The Whack-a-Mole Strategy

Caught between dictators and democrats, and with problems popping up everywhere, the Obama administration is going to have to be content with playing catch up.

As the great Arab Spring breaks apart a frozen and sclerotic Arab world, America is having a tough time finding its way. Get used to it. It's the new normal. Navigating in a world of rising democrats and falling dictators will be painful and messy. And the new Middle East will only widen the contradictions between America's interests, values, and policies.

As the Arabs see it, Washington has long disappointed in matters of war and peace. And now is no exception. America's Arab autocratic friends worry it's too tough on them and no longer a reliable ally; Arab democrats lament that America is not tough enough, nor more supportive of them. You eased a good friend (Hosni Mubarak) out of power, say the Saudis (and Israelis); you're not hard enough on the Bahrainis, Yemenis, or Libyans, say others. At best, America is seen as marginal to recent events; at worst a weak friend and weaker foe.

The knock against American policy is both unfair and misplaced. It assumes a degree of control over these events and a coherence in U.S. policy that never really existed.

On the contrary, Barack Obama's administration has played a pretty bad hand pretty well. Sure the president has been playing catch-up -- probably talking too much on Egypt and not enough about Libya. But imagine the challenge: how to identify with reformist democratic movements trying to change regimes where America still has friends and interests.

That's really mission impossible, and different from previous challenges. In the past, America did literally help turn the world at critical moments: in postwar Europe with the Truman Doctrine, Marshall Plan, and NATO; in the 1970s with détente with Russia and opening to China; in the late 1980s with a smart response to a collapsing Soviet Union. American policy was active and dynamic with a sense of direction and strategy.

But this isn't your grandfather's crisis. And here's why.

It's not America's story: Even the foreign-policy Energizer bunnies in the Obama administration know that the change sweeping the region is driven by internal indigenous forces. And America should rejoice in that fact, even while its capacity to shape the outcomes is drastically limited. That the reference points for these reformist movements have little to do with Washington or Jerusalem offers the best hope that the arc of change will endure and reflect the legitimacy of a popular broad-based quest for freedom, economic prosperity, and individual rights. It shouldn't surprise us in the least if these new reformers are open to U.S. economic aid but are wary of having Washington involved in funding civil society and good governance. America has for too long been seen as meddling and favoring democratic change -- so long as Washington's democrats prevail. It will be fascinating to see what the Obama administration's approach will be on engaging the Muslim Brotherhood.

Entries drawn from a collection:
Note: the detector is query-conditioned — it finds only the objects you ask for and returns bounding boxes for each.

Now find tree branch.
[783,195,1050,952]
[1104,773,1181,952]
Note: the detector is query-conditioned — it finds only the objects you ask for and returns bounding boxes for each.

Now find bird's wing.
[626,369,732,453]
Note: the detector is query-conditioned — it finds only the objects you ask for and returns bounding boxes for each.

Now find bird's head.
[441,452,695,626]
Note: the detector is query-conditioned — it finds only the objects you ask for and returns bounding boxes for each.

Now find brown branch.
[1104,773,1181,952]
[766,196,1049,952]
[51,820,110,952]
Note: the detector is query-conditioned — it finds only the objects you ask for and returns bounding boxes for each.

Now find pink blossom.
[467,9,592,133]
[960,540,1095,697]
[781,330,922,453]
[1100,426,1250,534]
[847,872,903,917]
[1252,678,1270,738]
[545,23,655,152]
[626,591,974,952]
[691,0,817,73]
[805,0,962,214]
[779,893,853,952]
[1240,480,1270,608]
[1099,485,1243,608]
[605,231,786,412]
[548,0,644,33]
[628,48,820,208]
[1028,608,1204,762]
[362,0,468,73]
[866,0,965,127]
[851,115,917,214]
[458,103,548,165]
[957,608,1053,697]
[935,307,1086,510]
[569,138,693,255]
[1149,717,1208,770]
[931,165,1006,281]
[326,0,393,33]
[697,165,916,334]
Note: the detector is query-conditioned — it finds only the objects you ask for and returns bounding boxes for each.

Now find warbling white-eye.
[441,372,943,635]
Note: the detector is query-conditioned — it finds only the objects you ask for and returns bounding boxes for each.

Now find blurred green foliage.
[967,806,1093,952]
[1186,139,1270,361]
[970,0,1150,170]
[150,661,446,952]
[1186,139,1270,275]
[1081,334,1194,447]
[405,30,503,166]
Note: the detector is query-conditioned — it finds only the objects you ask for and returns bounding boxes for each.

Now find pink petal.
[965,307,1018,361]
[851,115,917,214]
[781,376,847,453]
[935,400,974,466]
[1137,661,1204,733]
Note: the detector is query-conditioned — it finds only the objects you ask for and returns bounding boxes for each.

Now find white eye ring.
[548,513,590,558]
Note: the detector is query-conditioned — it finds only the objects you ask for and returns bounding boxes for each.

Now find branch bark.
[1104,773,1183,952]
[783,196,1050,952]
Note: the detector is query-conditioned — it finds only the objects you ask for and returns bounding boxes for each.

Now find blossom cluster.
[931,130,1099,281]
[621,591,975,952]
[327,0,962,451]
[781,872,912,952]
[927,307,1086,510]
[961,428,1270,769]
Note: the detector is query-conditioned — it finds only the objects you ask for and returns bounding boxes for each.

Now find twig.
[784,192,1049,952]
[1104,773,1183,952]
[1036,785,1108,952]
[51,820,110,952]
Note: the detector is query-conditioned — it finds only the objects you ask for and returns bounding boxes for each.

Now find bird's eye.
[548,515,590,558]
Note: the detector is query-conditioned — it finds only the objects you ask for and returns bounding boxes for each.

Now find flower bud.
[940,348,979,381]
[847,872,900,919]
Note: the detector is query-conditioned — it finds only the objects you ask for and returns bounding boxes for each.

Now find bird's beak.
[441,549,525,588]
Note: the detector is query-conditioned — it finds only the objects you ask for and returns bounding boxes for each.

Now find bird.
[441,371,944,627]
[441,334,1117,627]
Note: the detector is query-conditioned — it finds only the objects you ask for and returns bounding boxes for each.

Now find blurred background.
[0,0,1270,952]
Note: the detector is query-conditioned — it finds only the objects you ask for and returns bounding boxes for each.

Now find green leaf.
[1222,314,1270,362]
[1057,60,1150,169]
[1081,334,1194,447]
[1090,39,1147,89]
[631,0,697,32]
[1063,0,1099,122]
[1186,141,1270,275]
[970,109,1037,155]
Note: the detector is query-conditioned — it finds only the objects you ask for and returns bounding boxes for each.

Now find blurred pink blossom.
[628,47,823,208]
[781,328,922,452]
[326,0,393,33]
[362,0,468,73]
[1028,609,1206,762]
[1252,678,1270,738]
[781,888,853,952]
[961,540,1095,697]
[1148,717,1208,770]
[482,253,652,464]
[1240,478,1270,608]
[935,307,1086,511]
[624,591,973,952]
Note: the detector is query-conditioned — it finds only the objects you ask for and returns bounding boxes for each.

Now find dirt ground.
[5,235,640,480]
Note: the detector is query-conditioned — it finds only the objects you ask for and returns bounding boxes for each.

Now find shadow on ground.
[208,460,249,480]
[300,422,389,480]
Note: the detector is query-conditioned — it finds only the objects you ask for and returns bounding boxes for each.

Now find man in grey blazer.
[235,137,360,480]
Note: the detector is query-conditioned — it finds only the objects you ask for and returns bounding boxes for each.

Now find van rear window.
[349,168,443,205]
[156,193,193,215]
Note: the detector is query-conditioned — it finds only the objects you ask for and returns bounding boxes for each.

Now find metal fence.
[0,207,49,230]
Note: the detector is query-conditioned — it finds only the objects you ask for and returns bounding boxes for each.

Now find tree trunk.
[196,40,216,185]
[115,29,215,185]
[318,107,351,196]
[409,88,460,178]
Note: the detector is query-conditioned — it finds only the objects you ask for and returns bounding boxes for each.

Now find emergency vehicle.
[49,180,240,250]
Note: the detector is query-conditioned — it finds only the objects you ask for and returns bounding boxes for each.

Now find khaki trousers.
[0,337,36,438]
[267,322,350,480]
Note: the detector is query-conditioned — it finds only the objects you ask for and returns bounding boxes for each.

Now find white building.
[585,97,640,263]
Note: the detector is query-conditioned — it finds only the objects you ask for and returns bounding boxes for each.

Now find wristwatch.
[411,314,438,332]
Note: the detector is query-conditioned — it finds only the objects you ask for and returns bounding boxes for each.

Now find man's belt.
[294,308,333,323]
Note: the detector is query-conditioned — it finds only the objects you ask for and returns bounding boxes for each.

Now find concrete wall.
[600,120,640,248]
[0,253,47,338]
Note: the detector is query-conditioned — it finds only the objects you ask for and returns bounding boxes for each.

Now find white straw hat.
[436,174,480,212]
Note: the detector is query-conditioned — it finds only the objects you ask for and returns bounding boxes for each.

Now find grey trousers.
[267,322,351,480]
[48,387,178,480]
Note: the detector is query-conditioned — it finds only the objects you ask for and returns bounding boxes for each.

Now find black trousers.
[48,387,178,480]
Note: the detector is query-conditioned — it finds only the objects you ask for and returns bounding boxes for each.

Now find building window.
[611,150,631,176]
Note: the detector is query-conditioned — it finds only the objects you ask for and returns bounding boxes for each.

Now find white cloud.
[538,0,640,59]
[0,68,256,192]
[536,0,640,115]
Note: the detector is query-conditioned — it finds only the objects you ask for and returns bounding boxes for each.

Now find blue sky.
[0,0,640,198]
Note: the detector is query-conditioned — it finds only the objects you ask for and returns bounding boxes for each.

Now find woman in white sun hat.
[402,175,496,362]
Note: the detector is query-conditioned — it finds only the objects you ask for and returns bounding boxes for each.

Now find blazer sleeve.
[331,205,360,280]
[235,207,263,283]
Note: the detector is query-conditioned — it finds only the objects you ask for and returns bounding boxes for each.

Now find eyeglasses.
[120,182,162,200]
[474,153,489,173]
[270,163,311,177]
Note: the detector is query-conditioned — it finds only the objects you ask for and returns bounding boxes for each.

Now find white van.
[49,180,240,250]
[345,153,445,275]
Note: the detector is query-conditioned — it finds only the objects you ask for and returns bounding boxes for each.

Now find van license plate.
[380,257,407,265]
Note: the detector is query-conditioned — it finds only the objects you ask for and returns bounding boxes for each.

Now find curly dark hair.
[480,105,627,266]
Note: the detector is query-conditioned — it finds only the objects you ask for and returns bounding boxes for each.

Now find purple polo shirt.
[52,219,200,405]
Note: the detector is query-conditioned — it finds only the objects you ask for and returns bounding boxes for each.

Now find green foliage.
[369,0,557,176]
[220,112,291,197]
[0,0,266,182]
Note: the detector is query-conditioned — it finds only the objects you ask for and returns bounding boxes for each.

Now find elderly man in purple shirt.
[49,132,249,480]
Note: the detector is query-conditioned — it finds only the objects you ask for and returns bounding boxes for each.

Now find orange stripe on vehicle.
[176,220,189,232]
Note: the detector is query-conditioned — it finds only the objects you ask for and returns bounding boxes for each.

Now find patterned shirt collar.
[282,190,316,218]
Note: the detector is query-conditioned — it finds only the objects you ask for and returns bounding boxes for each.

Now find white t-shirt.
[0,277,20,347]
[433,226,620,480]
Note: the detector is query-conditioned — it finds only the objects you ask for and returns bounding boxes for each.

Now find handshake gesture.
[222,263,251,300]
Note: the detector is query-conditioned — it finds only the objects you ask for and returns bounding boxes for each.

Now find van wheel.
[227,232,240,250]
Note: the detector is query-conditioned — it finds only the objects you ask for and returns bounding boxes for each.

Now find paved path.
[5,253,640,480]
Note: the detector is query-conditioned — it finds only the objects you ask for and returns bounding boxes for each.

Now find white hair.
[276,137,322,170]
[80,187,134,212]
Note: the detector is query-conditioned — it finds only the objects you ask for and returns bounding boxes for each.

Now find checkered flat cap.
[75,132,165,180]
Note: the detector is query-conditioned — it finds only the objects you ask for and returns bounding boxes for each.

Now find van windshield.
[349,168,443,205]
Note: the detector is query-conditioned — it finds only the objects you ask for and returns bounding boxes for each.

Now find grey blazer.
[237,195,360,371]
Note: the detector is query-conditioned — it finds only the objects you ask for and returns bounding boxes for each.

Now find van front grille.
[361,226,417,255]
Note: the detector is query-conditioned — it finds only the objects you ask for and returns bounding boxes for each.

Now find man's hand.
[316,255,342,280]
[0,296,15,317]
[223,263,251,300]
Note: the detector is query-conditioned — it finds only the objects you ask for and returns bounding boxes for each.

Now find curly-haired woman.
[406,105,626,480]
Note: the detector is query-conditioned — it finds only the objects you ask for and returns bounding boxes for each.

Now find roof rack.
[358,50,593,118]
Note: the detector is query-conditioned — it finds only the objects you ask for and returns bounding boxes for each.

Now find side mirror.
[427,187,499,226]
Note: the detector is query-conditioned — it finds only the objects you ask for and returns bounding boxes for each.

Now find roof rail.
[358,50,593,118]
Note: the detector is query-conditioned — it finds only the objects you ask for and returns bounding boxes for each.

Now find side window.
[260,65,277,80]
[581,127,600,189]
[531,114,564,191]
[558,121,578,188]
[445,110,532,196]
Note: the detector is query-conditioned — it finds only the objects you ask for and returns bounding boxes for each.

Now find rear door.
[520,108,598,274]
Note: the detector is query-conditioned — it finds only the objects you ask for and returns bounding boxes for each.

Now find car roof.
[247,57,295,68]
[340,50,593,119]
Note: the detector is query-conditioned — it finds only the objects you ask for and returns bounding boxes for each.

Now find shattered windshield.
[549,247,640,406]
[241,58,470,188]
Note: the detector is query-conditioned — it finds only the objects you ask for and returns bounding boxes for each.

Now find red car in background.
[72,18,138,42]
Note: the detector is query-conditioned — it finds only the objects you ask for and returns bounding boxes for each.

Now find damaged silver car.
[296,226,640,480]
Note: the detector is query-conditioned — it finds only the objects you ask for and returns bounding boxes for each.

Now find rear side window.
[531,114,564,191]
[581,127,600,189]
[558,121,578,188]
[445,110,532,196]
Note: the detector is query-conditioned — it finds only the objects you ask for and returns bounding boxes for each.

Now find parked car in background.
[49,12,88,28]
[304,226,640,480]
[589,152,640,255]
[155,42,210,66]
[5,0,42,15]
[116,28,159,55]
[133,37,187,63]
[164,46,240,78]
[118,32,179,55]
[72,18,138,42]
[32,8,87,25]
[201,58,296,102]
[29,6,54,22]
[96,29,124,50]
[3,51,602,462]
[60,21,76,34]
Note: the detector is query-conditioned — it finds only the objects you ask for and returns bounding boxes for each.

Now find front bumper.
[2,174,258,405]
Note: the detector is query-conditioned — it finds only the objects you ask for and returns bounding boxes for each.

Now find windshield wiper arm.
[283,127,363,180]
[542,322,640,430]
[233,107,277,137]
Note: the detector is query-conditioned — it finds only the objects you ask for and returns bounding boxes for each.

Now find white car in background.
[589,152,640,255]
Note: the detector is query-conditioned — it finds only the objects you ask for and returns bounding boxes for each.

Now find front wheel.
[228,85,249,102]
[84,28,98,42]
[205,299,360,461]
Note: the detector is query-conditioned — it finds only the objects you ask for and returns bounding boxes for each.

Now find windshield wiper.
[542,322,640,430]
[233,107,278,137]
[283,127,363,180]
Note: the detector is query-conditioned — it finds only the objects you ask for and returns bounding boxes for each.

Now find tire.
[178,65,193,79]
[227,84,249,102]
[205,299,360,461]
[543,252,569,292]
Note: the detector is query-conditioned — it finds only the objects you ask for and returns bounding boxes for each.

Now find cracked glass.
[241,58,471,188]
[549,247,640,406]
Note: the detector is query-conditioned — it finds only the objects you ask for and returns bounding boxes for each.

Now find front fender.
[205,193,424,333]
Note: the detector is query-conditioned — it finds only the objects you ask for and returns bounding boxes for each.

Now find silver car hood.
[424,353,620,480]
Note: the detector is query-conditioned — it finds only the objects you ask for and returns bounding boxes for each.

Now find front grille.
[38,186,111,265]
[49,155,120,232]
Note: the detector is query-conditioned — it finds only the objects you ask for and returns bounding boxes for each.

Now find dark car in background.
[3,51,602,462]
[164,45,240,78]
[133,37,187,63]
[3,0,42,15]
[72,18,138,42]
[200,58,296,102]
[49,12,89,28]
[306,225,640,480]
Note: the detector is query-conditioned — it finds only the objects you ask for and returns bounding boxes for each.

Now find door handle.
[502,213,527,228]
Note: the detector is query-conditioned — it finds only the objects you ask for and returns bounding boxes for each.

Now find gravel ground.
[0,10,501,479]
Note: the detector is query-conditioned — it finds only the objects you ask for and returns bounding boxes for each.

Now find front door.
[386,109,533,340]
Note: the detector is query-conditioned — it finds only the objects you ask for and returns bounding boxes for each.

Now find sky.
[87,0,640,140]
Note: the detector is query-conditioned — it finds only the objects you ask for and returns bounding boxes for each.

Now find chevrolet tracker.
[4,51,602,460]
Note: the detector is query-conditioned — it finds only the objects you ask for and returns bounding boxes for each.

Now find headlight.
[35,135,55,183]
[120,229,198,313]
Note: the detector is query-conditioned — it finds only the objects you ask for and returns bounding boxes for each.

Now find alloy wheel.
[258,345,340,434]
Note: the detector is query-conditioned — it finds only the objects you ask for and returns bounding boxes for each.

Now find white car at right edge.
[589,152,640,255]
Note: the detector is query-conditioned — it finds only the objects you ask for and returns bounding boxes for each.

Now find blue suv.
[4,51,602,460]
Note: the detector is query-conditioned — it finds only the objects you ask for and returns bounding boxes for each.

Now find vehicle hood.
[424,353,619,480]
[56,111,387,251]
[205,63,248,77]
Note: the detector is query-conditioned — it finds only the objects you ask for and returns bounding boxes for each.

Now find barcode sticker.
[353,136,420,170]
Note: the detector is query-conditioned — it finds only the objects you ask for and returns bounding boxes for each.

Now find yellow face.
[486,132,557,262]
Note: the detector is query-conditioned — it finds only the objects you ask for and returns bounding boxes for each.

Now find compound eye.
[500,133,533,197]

EXERCISE 1 =>
In the commentary on U.S. policy and the Arab Spring, which three initiatives does it name as the way America helped shape postwar Europe?
EXERCISE 2 =>
Resume the commentary on U.S. policy and the Arab Spring from its final sentence, keeping its argument and voice.

EXERCISE OUTPUT 1 =>
The Truman Doctrine, the Marshall Plan, and NATO.

EXERCISE OUTPUT 2 =>
Still caught in the devil's bargain: In the months ahead, it will be hard for the United States to make clear-cut choices because its interests and partners won't allow it. Coming down hard as the administration is now doing on Libya was easy. In Bahrain, Yemen, and Saudi Arabia, where autocratic regimes hold sway and where Washington has equities from counterterrorism to containment of Iran, America will be doing a fair measure of dancing that is likely to alienate democrats and autocrats alike. Even in Egypt, which has the best chance for a real democratic transition, the United States will have to tread carefully between a military and security establishment with which it has close ties and interests (the Egypt-Israel peace treaty, counterterrorism) and a rising reformist movement that will demand greater political and economic space and civilian oversight. America may well get caught in the middle.

Interests versus policies: In a new and more democratic Middle East, the gap between U.S. policies and interests will also grow larger. As politics open up and public and elite sentiments (whether Islamist or secular nationalist) shape government policy, America's own policies will come under greater scrutiny and criticism. From containment of Iran to Gaza, from counterterrorism to the Mideast peace process, America will be that much more on the defensive. The gaps between those policies and America's interests and values will be harder to bridge in an Arab world in which the autocrats are gone or are slipping away. America's policies, particularly toward Israel and Iran, will not change quickly, or likely change at all. But the space available to pursue them will contract.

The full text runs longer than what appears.